Exercise objective:
In the commentary passage below, which commentators are listed on the line right after "Braided from 7 commentators"?

Braided from 7 commentators
Śrī Puruṣottama · Śrīdhara Svāmī · Śrī Bhāskara · Lokmanya Tilak · Dhanapati Sūri · Śrī Ānandagiri · Madhusūdana Sarasvatī
The word 'behold' (pashya) is a command in form but a request in force. Duryodhana is the pupil and Drona is the teacher, so the imperative carries the tone, 'I, your student, ask you, my teacher, to look.' The address 'acharya' is doing real work. By calling Drona 'teacher' and urging him to drop whatever else occupies him and look at once, Duryodhana is pressing for urgency and, more pointedly, trying to move his teacher to act.
Madhusūdana Sarasvatī · Dhanapati Sūri · Swami Ramsukhdas · Śrī Ānandagiri
Naming the commander as 'the son of Drupada' rather than simply 'Dhrishtadyumna' is deliberate and barbed. There is an old enmity between Drona and Drupada, and by reaching for the patronymic Duryodhana means to fan that old grievance into present anger, so that Drona will fight with full heat. The commentators are nearly unanimous that this single phrase is chosen to inflame the teacher.
Śrī Nīlakaṇṭha · Madhusūdana Sarasvatī · Śrī Ānandagiri · Dhanapati Sūri
The qualifier 'wise' (dhimata, the talented or intelligent one) has a double edge. On the surface it warns that the enemy commander and the formation he has built are not to be taken lightly, since he is clever. Underneath, it is a needle aimed at Drona himself: this clever pupil learned the very science of weapons from you, his enemy, and now uses it against you. So the praise of the pupil's skill quietly accuses the teacher.
Madhusūdana Sarasvatī · Śrī Ānandagiri · Dhanapati Sūri · Swami Ramsukhdas · Śrī Bhāskara
Duryodhana's hidden motive runs through the whole address. He suspects that Drona, out of tender affection for his dear Pandava pupils, will not fight wholeheartedly. So the speech is engineered to provoke: it parades the enemy's strength, recalls the old feud, and hints that the Pandava commander was Drona's own doing. The aim is to manufacture in the teacher an excess of anger that will override his fondness for the other side.
Madhusūdana Sarasvatī · Dhanapati Sūri · Śrī Ānandagiri · Swami Ramsukhdas
Divergence
Advaita Vedānta
These commentators read a second, darker layer beneath the surface speech. They unpack 'O teacher of the sons of Pandu' as a veiled reproach meaning 'their teacher, not mine, because of your excessive affection for them.' On this reading Duryodhana is half-blaming Drona's own fondness and folly for his calamity: it was Drona who, simple-hearted, taught the science of war to the very pupil born to slay him, so the enemy's 'wisdom' is a weapon Drona himself handed over. By saying 'behold this' to the one person who least needs the army pointed out, Duryodhana exposes a hidden hatred even toward his own teacher. The strongest sources press the moral conclusion: a man who, even after reaching the field of dharma, carries so faulted and suspicious an understanding toward his own guru is of an utterly corrupt disposition, with little hope of repentance. One of these commentators also pauses to reject the picture, offered by some others, of a reverent Duryodhana approaching his teacher with prostration; that picture, he argues, does not fit the context, and he adds that Drona's answering silence needs no contrived explanation.

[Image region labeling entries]
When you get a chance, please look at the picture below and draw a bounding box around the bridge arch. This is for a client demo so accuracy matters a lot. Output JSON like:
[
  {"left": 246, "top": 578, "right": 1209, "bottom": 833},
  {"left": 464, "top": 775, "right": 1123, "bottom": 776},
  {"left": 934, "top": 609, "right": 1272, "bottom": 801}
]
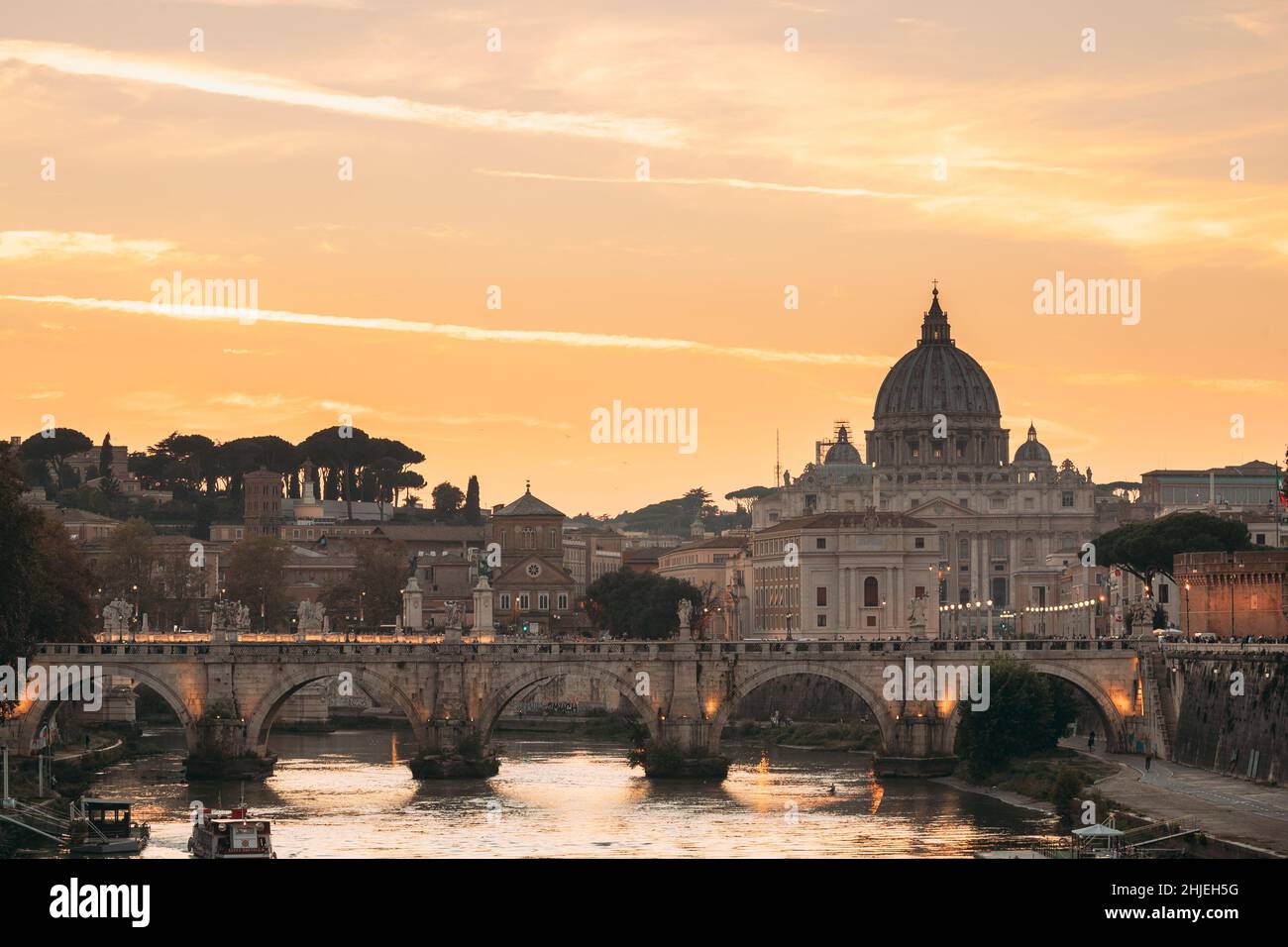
[
  {"left": 477, "top": 661, "right": 661, "bottom": 743},
  {"left": 18, "top": 663, "right": 200, "bottom": 753},
  {"left": 707, "top": 661, "right": 896, "bottom": 753},
  {"left": 947, "top": 659, "right": 1127, "bottom": 753},
  {"left": 246, "top": 664, "right": 429, "bottom": 756}
]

Solution to this exercise:
- Śrī Puruṣottama
- Śrīdhara Svāmī
- Śrī Bhāskara
- Lokmanya Tilak
- Dhanapati Sūri
- Śrī Ānandagiri
- Madhusūdana Sarasvatī